Extracted material below:

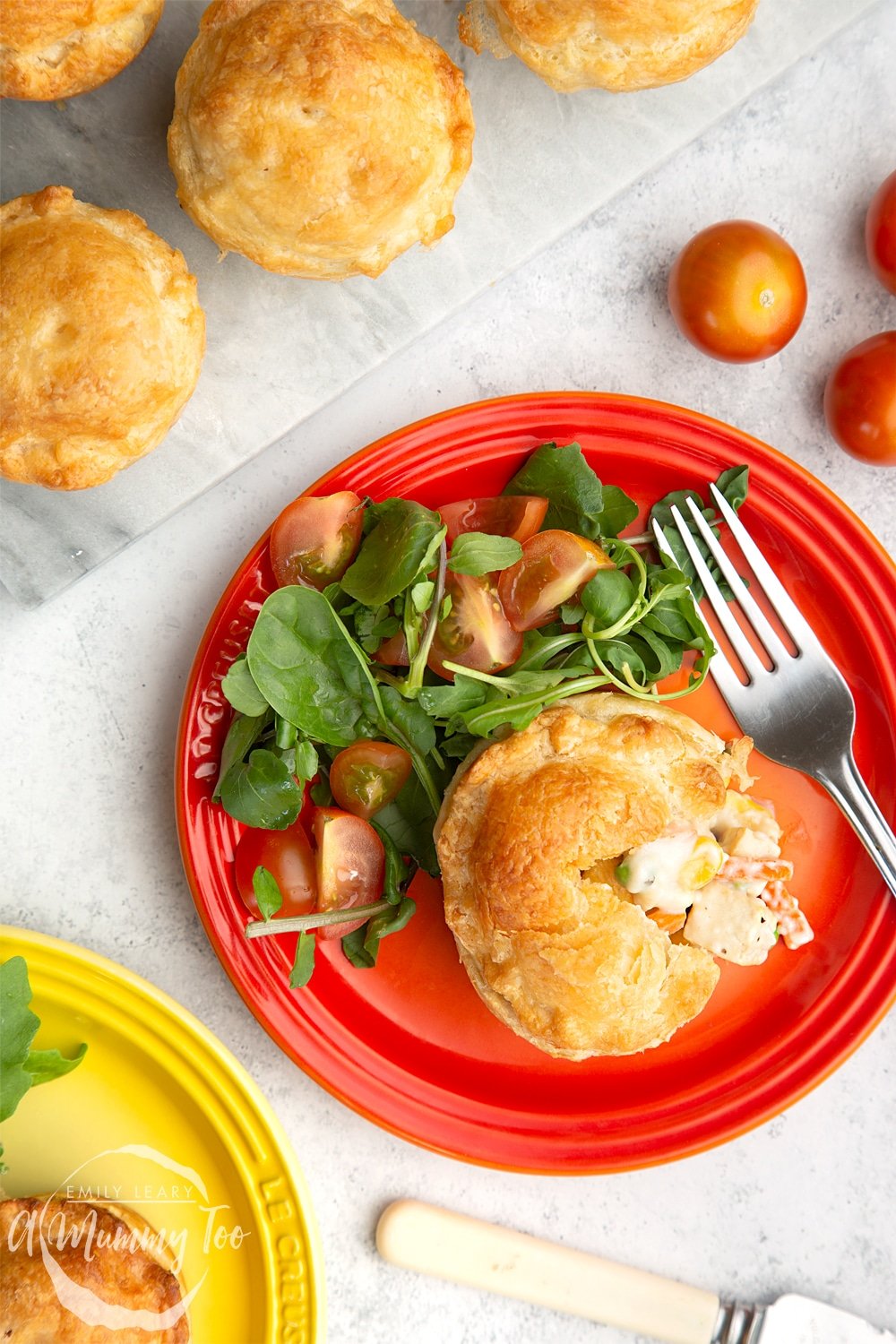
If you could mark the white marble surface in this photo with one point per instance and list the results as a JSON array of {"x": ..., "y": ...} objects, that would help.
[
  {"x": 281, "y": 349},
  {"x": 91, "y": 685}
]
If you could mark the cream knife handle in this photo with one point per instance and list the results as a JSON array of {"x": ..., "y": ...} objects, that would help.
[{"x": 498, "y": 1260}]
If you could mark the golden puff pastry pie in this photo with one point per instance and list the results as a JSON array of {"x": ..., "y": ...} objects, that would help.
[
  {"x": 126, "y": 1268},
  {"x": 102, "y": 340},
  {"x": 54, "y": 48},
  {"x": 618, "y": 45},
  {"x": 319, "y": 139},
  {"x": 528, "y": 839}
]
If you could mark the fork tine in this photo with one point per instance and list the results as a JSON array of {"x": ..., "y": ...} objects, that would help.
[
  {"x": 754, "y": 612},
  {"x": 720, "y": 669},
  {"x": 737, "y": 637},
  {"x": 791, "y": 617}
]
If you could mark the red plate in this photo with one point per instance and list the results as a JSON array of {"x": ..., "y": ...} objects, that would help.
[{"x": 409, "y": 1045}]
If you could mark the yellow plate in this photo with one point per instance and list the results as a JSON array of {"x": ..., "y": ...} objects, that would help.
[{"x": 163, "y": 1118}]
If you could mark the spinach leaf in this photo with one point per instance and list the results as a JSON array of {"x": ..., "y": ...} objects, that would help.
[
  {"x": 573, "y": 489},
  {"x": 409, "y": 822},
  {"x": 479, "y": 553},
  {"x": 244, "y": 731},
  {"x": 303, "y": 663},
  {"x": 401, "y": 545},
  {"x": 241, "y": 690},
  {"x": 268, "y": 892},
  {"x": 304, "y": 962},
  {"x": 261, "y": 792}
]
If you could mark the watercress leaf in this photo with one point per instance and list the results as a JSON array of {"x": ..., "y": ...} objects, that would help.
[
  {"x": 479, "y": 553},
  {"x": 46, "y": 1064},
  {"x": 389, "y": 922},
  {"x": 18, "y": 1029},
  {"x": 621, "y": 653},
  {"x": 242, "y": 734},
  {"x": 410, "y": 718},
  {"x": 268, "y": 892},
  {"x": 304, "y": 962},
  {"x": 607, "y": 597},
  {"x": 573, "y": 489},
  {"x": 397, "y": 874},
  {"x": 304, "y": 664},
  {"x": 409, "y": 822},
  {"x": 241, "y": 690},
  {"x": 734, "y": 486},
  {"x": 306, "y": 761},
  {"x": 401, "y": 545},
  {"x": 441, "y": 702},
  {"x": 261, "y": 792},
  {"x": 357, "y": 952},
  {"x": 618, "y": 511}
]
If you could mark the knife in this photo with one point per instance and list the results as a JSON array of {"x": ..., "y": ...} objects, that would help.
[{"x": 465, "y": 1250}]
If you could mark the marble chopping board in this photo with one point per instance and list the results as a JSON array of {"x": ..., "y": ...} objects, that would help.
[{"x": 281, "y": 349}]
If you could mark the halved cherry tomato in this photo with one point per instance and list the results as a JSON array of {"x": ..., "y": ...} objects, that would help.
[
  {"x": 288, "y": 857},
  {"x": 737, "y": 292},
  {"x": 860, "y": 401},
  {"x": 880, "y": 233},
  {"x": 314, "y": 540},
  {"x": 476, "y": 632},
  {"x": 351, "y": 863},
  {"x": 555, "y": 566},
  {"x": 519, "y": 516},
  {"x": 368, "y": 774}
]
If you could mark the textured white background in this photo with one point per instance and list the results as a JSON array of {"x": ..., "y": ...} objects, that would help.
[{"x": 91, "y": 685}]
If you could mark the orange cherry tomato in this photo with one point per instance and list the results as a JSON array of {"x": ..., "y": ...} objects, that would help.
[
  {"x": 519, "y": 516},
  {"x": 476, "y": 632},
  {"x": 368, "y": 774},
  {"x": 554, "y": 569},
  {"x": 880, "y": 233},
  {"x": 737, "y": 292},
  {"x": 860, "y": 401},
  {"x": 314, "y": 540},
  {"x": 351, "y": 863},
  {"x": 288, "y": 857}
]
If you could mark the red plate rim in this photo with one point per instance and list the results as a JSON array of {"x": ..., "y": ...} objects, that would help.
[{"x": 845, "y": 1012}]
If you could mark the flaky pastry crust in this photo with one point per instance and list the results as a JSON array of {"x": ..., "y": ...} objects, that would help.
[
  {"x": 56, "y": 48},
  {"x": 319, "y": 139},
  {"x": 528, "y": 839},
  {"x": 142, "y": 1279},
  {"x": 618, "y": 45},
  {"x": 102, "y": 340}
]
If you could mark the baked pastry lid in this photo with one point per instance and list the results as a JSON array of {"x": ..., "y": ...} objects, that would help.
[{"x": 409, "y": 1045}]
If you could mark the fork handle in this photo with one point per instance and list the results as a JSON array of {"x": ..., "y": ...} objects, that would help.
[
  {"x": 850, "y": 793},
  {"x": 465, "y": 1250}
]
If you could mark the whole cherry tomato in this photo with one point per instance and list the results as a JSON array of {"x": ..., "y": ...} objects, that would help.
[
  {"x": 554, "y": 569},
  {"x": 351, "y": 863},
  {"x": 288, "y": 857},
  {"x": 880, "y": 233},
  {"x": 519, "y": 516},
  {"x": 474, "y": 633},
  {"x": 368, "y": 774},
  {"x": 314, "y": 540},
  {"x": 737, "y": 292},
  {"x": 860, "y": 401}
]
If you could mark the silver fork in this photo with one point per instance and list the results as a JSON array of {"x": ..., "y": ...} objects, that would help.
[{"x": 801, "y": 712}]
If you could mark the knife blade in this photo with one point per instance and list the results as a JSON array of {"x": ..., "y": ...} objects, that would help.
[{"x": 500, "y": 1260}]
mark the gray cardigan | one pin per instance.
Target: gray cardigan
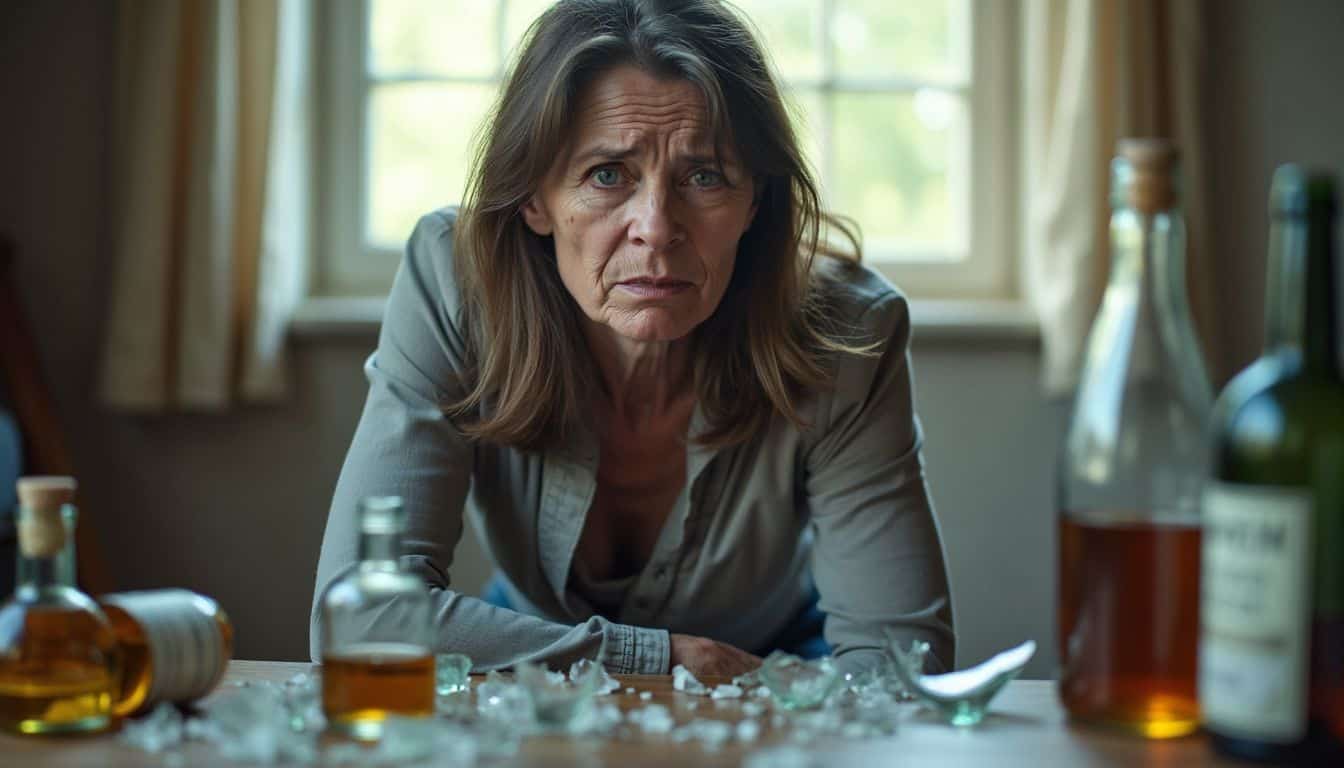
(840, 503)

End of Extracted material.

* _Work to be completed_:
Line by line, write out the data above exactly, without the pictures.

* _Output of the task_:
If you could mark the white marble surface in this photo with one point per instance and list the results as a JSON array of {"x": ..., "y": ...} objects, that would help.
[
  {"x": 281, "y": 349},
  {"x": 91, "y": 685}
]
If you could mark the cream knife handle in this photo with one point per instance and list the results as a JSON array of {"x": ..., "y": ...} objects, that would help.
[{"x": 498, "y": 1260}]
If you could mark the golden puff pastry pie in this photo with one point per instance and list the results as a JSON array of {"x": ..., "y": ...} objects, that would help.
[
  {"x": 126, "y": 1268},
  {"x": 102, "y": 340},
  {"x": 54, "y": 48},
  {"x": 618, "y": 45},
  {"x": 319, "y": 139},
  {"x": 528, "y": 839}
]
If you could mark the fork tine in this photo with one point per instance and list the results as a JSON array of {"x": ..., "y": ...} objects, that would help.
[
  {"x": 754, "y": 612},
  {"x": 720, "y": 669},
  {"x": 737, "y": 637},
  {"x": 791, "y": 617}
]
If you could mark the red plate in this photo with one point per instance and list the results as a JSON array of {"x": ..., "y": ...} objects, that would help.
[{"x": 409, "y": 1045}]
If you could mark the yellow plate in this photo with one point per instance and list the results as a JSON array of {"x": ..., "y": ...} objects, that would help.
[{"x": 163, "y": 1118}]
If you could mark the spinach leaf in this photo with one point per instance and list the results as a JSON array of {"x": ..., "y": ...} objects, that would help.
[
  {"x": 573, "y": 489},
  {"x": 409, "y": 822},
  {"x": 479, "y": 553},
  {"x": 244, "y": 731},
  {"x": 303, "y": 663},
  {"x": 401, "y": 545},
  {"x": 241, "y": 690},
  {"x": 268, "y": 892},
  {"x": 304, "y": 962},
  {"x": 261, "y": 792}
]
If you could mark the watercress leaf in this photo with one point per instance and list the results as a JSON array of {"x": ..., "y": ...} objects, that would help.
[
  {"x": 479, "y": 553},
  {"x": 46, "y": 1064},
  {"x": 389, "y": 922},
  {"x": 18, "y": 1029},
  {"x": 621, "y": 653},
  {"x": 242, "y": 734},
  {"x": 410, "y": 718},
  {"x": 268, "y": 892},
  {"x": 304, "y": 962},
  {"x": 607, "y": 597},
  {"x": 573, "y": 489},
  {"x": 397, "y": 874},
  {"x": 304, "y": 664},
  {"x": 409, "y": 822},
  {"x": 241, "y": 690},
  {"x": 734, "y": 486},
  {"x": 306, "y": 761},
  {"x": 401, "y": 545},
  {"x": 441, "y": 702},
  {"x": 261, "y": 792},
  {"x": 357, "y": 952},
  {"x": 618, "y": 511}
]
If you could mark the knife in this photo with one point per instance and list the results as a JSON array of {"x": ..., "y": ...} objects, that would help.
[{"x": 465, "y": 1250}]
If you could mark the marble chopping board in this photo with one point per instance and list the results as a JSON array of {"x": ..., "y": ...} objects, that would help.
[{"x": 281, "y": 349}]
If you could mark the halved cherry tomato in this photo with one point per instance and list the results as a JSON array of {"x": ..., "y": ...} objects, that would help.
[
  {"x": 288, "y": 857},
  {"x": 737, "y": 292},
  {"x": 860, "y": 401},
  {"x": 880, "y": 233},
  {"x": 314, "y": 540},
  {"x": 476, "y": 632},
  {"x": 351, "y": 863},
  {"x": 555, "y": 566},
  {"x": 519, "y": 516},
  {"x": 368, "y": 774}
]
If you could mark the textured white background in this photo with one point per instance and list the results as a JSON array of {"x": ..., "y": ...} objects, that would help.
[{"x": 91, "y": 685}]
If you could mark the orange cherry tomato in this photo with one point per instance and list the results as a JSON array of {"x": ..., "y": ...} objects, that would help.
[
  {"x": 519, "y": 516},
  {"x": 476, "y": 632},
  {"x": 368, "y": 774},
  {"x": 554, "y": 569},
  {"x": 880, "y": 233},
  {"x": 737, "y": 292},
  {"x": 860, "y": 401},
  {"x": 314, "y": 540},
  {"x": 351, "y": 863},
  {"x": 288, "y": 857}
]
If you could mark the red plate rim in this photo with one point per instance and list the results as a JSON array of {"x": ..., "y": ...} objects, that would help.
[{"x": 845, "y": 1012}]
If you could mark the flaky pastry crust in this photo with one point per instance and list the results as a JSON array of {"x": ..., "y": ...} objects, that would help.
[
  {"x": 56, "y": 48},
  {"x": 319, "y": 139},
  {"x": 528, "y": 839},
  {"x": 142, "y": 1279},
  {"x": 618, "y": 45},
  {"x": 102, "y": 340}
]
If you could mark the baked pastry lid in this photo with one point per instance and list the results as a JSON array of {"x": ..., "y": ...} objects, that would help.
[{"x": 409, "y": 1045}]
If you could mark the fork handle in this photo with one point per instance and list the results as a JSON array of {"x": ..., "y": ...} objects, that would help.
[
  {"x": 850, "y": 793},
  {"x": 465, "y": 1250}
]
If you could mark the whole cherry tomato in this photo with one point per instance and list the results as a JSON array of {"x": ..., "y": ...} objects, that would help.
[
  {"x": 554, "y": 569},
  {"x": 351, "y": 863},
  {"x": 288, "y": 857},
  {"x": 880, "y": 233},
  {"x": 519, "y": 516},
  {"x": 474, "y": 633},
  {"x": 368, "y": 774},
  {"x": 314, "y": 540},
  {"x": 737, "y": 292},
  {"x": 860, "y": 401}
]
If you could mark the silver fork in this photo with one point per instance and list the results as a JSON array of {"x": ..., "y": ...} objects, that would help.
[{"x": 801, "y": 712}]
If you could mark the knife blade in this photo with one point per instance and list the results as a JSON array of {"x": ..., "y": ...} objects, that would help.
[{"x": 500, "y": 1260}]
mark the gray cardigan | one pin per instance.
Target: gray cardigan
(840, 503)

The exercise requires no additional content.